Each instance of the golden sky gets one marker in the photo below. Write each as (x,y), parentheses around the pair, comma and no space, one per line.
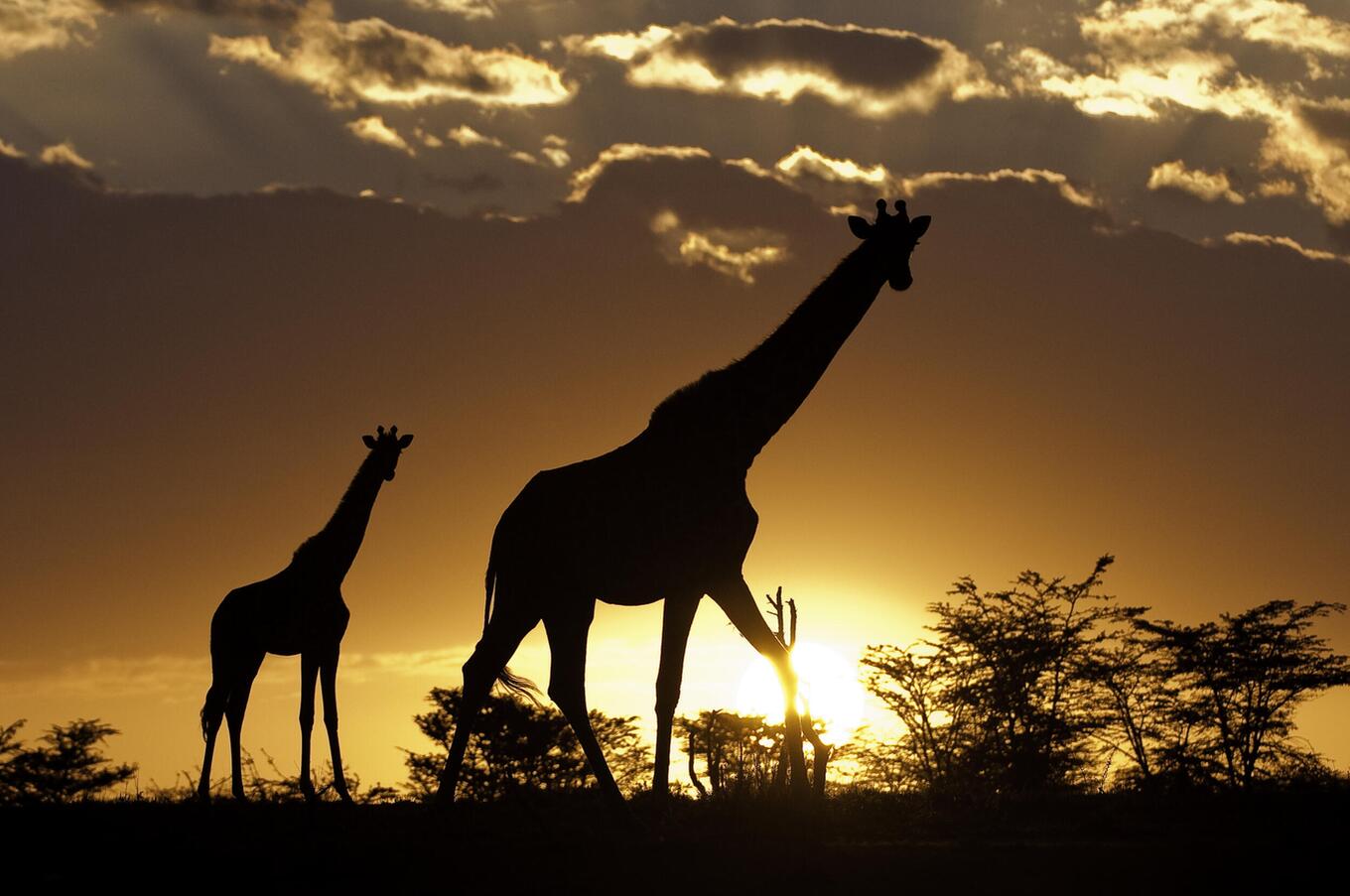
(238,235)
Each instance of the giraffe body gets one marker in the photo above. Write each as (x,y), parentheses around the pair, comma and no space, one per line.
(666,517)
(297,611)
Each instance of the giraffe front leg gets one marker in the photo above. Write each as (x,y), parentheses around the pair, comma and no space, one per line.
(308,679)
(235,705)
(677,619)
(738,600)
(329,681)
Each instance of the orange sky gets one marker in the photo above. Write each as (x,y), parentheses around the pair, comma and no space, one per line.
(1095,356)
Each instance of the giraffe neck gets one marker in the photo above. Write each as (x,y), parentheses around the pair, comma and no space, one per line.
(734,412)
(334,548)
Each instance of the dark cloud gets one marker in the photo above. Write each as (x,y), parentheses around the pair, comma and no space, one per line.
(204,358)
(479,183)
(281,12)
(879,61)
(870,71)
(373,61)
(1331,122)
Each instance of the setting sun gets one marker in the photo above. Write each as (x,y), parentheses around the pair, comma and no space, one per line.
(828,687)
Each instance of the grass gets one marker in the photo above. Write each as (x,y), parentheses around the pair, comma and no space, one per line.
(563,845)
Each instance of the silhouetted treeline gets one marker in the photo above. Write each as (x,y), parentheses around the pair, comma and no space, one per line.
(1054,686)
(520,744)
(67,765)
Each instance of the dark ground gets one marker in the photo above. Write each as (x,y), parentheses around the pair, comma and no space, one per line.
(1113,843)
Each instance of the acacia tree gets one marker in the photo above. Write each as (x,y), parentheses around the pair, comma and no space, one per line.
(68,765)
(740,754)
(521,745)
(1002,697)
(1234,686)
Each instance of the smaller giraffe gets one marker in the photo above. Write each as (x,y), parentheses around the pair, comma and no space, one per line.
(299,610)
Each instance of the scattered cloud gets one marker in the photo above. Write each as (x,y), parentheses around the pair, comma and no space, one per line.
(466,137)
(1279,187)
(586,177)
(371,61)
(1284,242)
(807,164)
(1208,187)
(44,25)
(1159,57)
(557,157)
(870,71)
(464,8)
(1312,142)
(730,251)
(373,130)
(428,139)
(1276,23)
(281,12)
(64,154)
(805,161)
(1071,192)
(555,153)
(479,183)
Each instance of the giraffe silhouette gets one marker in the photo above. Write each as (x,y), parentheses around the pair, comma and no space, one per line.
(666,516)
(299,610)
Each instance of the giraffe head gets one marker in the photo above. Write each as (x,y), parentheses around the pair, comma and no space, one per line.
(385,448)
(898,236)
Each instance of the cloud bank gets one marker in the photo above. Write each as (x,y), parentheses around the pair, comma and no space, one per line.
(373,61)
(870,71)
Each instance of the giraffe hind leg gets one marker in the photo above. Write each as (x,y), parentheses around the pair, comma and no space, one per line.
(243,672)
(212,712)
(502,634)
(567,689)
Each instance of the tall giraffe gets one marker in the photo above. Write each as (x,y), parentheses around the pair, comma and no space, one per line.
(299,610)
(666,516)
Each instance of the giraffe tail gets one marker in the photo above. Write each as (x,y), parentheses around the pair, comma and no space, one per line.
(517,685)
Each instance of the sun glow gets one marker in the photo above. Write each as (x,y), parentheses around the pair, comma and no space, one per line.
(828,686)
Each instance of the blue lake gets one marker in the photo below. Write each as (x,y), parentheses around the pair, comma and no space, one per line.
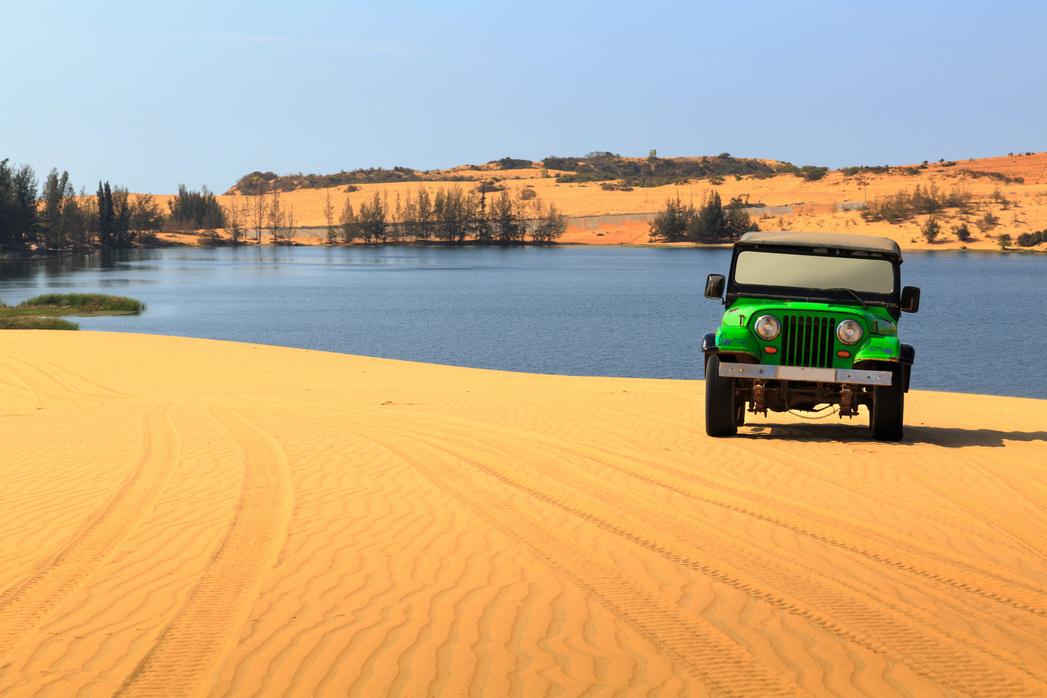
(593,311)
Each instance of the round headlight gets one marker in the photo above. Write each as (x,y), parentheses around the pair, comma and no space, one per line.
(849,332)
(767,327)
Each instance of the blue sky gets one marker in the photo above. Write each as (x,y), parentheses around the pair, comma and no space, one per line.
(150,95)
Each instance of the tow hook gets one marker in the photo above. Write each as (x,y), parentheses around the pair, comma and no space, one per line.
(846,402)
(758,403)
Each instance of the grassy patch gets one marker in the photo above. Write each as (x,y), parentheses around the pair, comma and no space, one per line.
(22,322)
(83,302)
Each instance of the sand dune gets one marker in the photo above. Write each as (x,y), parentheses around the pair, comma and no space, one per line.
(196,518)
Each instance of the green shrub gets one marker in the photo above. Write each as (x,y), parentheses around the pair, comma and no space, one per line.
(85,301)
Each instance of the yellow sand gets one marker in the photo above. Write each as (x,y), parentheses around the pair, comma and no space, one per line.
(1023,210)
(196,518)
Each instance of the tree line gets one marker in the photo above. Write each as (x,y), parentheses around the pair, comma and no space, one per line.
(449,216)
(710,223)
(54,217)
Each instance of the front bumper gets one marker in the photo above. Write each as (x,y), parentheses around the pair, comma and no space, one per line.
(849,376)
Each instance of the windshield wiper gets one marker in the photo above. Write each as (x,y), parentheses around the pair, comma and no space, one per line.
(856,296)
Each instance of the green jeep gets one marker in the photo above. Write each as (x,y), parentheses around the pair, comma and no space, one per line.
(810,322)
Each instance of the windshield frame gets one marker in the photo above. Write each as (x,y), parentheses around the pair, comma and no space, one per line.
(838,295)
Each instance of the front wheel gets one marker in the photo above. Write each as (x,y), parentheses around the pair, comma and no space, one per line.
(888,409)
(721,415)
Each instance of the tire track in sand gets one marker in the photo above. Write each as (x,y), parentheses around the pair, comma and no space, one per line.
(702,651)
(190,650)
(23,607)
(50,382)
(849,610)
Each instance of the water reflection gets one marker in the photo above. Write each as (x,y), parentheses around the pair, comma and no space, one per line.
(600,311)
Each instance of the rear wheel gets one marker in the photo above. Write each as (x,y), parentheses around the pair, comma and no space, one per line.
(888,409)
(721,414)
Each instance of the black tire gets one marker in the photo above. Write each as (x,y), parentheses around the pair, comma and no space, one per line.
(886,419)
(721,419)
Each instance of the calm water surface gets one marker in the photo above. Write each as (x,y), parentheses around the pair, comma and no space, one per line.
(595,311)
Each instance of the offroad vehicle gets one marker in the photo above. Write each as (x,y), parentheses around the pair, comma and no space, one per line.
(810,322)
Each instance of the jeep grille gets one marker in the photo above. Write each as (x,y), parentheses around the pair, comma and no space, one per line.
(807,341)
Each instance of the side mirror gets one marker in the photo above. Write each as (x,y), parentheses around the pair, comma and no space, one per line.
(910,299)
(714,286)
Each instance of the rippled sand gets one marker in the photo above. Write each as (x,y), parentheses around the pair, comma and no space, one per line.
(197,518)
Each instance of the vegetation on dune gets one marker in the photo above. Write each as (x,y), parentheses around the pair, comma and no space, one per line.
(83,302)
(1031,239)
(450,216)
(710,224)
(596,166)
(929,200)
(601,166)
(58,218)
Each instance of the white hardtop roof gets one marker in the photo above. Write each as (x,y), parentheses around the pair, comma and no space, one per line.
(844,241)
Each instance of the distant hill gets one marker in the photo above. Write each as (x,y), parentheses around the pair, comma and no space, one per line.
(599,166)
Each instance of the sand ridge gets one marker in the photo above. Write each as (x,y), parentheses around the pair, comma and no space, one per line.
(814,203)
(201,518)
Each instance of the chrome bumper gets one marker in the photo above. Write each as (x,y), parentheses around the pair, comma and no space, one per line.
(851,376)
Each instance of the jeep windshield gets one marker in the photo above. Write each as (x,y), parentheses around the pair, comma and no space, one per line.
(855,274)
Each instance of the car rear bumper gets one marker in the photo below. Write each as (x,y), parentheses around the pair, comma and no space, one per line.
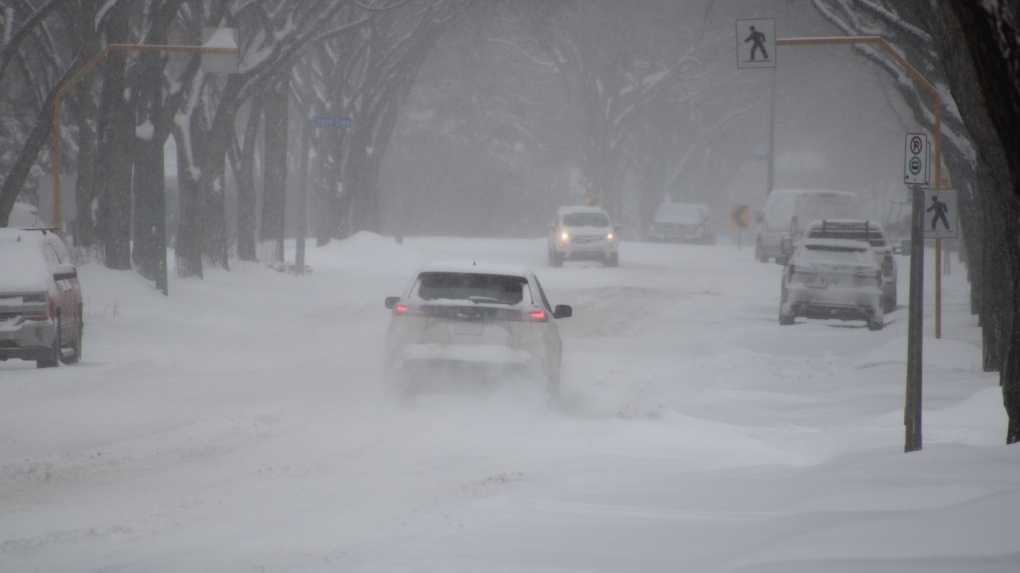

----

SET TASK
Please copy all of the records above character for character, leaving the pictures out.

EXERCISE RESPONSE
Each instance of the golden sky gets one marker in the photo below. Write each as (x,y), parentheses around the pair, comma and no space, one per line.
(238,235)
Each instance of the giraffe body gets one marker in the photo above. Write each as (x,y), parentheses around the pair, comma and no space, one per line.
(666,517)
(297,611)
Each instance of the giraffe front leg gets one marker in the photo above. Write each as (x,y), parentheses around the pair, comma and no space, one per line.
(308,679)
(235,705)
(677,619)
(738,600)
(329,681)
Each instance of the orange sky gets one marker in the photo above. Write each as (x,y), parentheses around the pair, comma and no space, one per line.
(1095,356)
Each instance of the giraffe neck gets one marker in the photo above. Write each as (x,y), parentheses around the pair, comma and no space, one per line.
(734,412)
(334,548)
Each instance of the dark cloud gets one marker in the photo above. Write each as (x,y), parentheses around the pair, comma and no space, one per line.
(204,358)
(479,183)
(281,12)
(879,61)
(870,71)
(373,61)
(1331,122)
Each instance of the setting sun gets one marker in the photo above. Write each as (x,y), parentheses around the pair, comma and no space, one per line.
(828,687)
Each instance of the grass gets one marker in the photo above. Write each as (x,y), parentheses around the pair, comma and no space, one per line.
(563,845)
Each instance of the silhouetted treeline gets one marker in the photo above. Write each as (x,y), parentheses around the pair, comma and no space, one per line.
(1054,686)
(520,744)
(67,765)
Each instance of the dark ground gets one marker in the photo above. Write each as (x,y), parentheses around the pair, comma and no space, one per line.
(1113,843)
Each instance of the acacia tree gets one marker in the photo above. Write each as (x,y), parentheses around the pair, comma and no space, one per line.
(68,765)
(740,754)
(521,745)
(1002,697)
(1234,686)
Each instance of the smaller giraffe gets one marker in the photo above. Write each as (x,y), parentheses around the pair, comma and no space, one per line.
(299,610)
Each instance of the scattered cloud gets one marker in the photo above. Write each as (x,y), parentheses around the pair, comma and no space, one per line.
(466,137)
(1279,187)
(586,177)
(371,61)
(1284,242)
(807,164)
(1208,187)
(44,25)
(1159,57)
(557,157)
(870,71)
(464,8)
(1312,142)
(730,251)
(373,130)
(428,139)
(1276,23)
(281,12)
(64,154)
(805,161)
(1071,192)
(555,153)
(479,183)
Each instance of the giraffe silhouette gets one marker in the photo above. Write each as (x,y), parentheses around the pair, comma and no space, one per line.
(666,516)
(299,610)
Each instance of the giraffe head gets one marker in the photo above. Write each as (x,y), parentheses around the pair, comma and no space, one per line.
(385,448)
(898,236)
Each instance of the cloud bank gets one marker in the photo above. Write each as (x,y), parentheses around the pair, comma and no space, one per line.
(373,61)
(870,71)
Each instance of the giraffe hind leg gets one marker in the photo above. Write each as (x,y), parentheses around the pair, comma and no space, one per line.
(243,672)
(212,712)
(502,634)
(567,689)
Each instance of the tall giraffe gets one marker in the photo above. Write each as (x,y), parentheses around the pair, comma and no space, one per line.
(299,610)
(666,516)
Each instance of the giraffe tail gets one marker in the photo above. Write each as (x,y), parentheses around the pair, comma and no space, one per line.
(517,685)
Each instance of the sun glow gets one marker in the photo above. Write each as (x,y), parentheses around the pair, comma and no space, one per line.
(828,686)
Each instance of the blue lake gets one marker in the photo below. Write each as (x,y), parentheses around the pair, comma and no space, one per line.
(593,311)
Each instance of the round headlight gets one marker in the photo above. Write each as (x,y), parentheses around the pair, comma and no space, one per line.
(849,332)
(767,327)
Each instance of the blue sky gets one marker in the photo above. Write each as (x,y), parentheses around the pair, comma and no space, one per line.
(150,95)
Each instance of the tow hook gets one marker in the photo above. Write each as (x,y), parentheses around the pair, comma and no space, one per line.
(846,402)
(758,403)
Each instance of the grassy patch gets one marker in the photo above. Write each as (x,y), parentheses around the pair, comma and no space, one per line.
(22,322)
(83,302)
Each instance of the sand dune gets one marker in the photo above. Write each as (x,y), parentheses around the pair, comma and no space, one per line.
(196,518)
Each instance of the green shrub gets one marker in the photo above. Write each as (x,y), parentheses around the pair, comma and no space, one per line.
(85,301)
Each instance of the yellow sand gets one marker in the photo above. Write each as (x,y), parentheses around the pair, comma and no space, one per line.
(1023,210)
(196,518)
Each instance of the tree line gets one marker in the photo above. Write each as (x,y), parentheses around the pair, comma and no space, one per line.
(449,216)
(710,223)
(54,217)
Each instance of the front bumper gets one marker in the photo above. Write each as (x,y), parentheses around the pair, comma and no space, one per line.
(849,376)
Each instance of the windshield wiper gets one marker in the photo above. Write each as (x,y), parentheses around the pair, comma and no space, one per line.
(856,296)
Each instance of the green jeep gets one marker in the photo above. Write each as (x,y), parentheses around the pair, comma and no space, one per line.
(810,322)
Each instance of the windshield frame gets one marker in the photo above. Write each as (x,y), parentheses around the pair, comma and no space, one per line.
(838,295)
Each instance of the front wheel gets one marker in the photo above. Write each as (x,y), parentheses around the pair, comma and no space, one per line.
(888,409)
(721,415)
Each instance of the tire track in sand gets one marker in the photo above. Write each as (x,y), parentheses around the pair, comma and no space, one per line.
(702,651)
(190,650)
(23,607)
(50,382)
(849,610)
Each instance of the water reflection gets one marker in the photo above. Write each as (x,y), parentheses around the pair, comma and no space, one per line.
(600,311)
Each instance of the rear wheel gets one marker in the photo above. Write each as (x,y), parentheses around the pair, comma and no space, one per line.
(888,409)
(721,414)
Each instance of the black tire gets one marker in the photo above. Write each as (x,y), parentheses around the pair, comma and no space, one per line.
(886,419)
(721,419)
Each instance of the calm water surface gets one marker in the photo above. Write each as (x,y), parentheses around the pair, comma and no space, one per line.
(595,311)
Each instance of the offroad vehicle gets one marker in the photo above. Write each as (x,y), parentheses around the pair, comma and no space, one per line.
(810,322)
Each instance of the jeep grille gets one marker in the photo above. Write each as (x,y), parentheses around the pair, comma and no space, one per line.
(807,341)
Each instance of the side mirror gets one marker in the photo above. Write each as (x,y), parentheses around the pair, comma and no space, one per line.
(910,299)
(714,286)
Each instance of the rippled sand gets one marker in the photo above. Write each as (x,y), parentheses around the pair, comma and no space, one per line.
(197,518)
Each instance of the vegetation on dune gets one marker in the photo above. Write each as (x,y), parentheses around the pair, comma and no space, one per line.
(83,302)
(1031,239)
(450,216)
(710,224)
(596,166)
(929,200)
(601,166)
(58,218)
Each instance of the white hardtop roof gets one marker in the photo above. Write each as (x,y), parentheses around the pair, comma and no space, one per line.
(844,241)
Each instance of the distant hill gets one marker in the photo above. Write each as (x,y), parentheses around the pair, comma and no space, one per line.
(599,166)
Each instance of the sand ridge gets one marker in the photo above. Write each as (x,y), parentheses around the pair, comma and no space, one per line.
(814,203)
(201,518)
Each instance of the chrome bumper gets one marker in the photo above. Write each as (x,y), parentheses around the pair, comma and no space, one per line.
(851,376)
Each instance of the jeep windshield gets one marker in the photo above. Write each as (x,y), parentheses around the pair, comma and no space, one per line.
(855,274)
Each instance of the car rear bumper gets one marker in the photo below. Write each as (x,y), parentheses around the pair, comma and no space, one per line.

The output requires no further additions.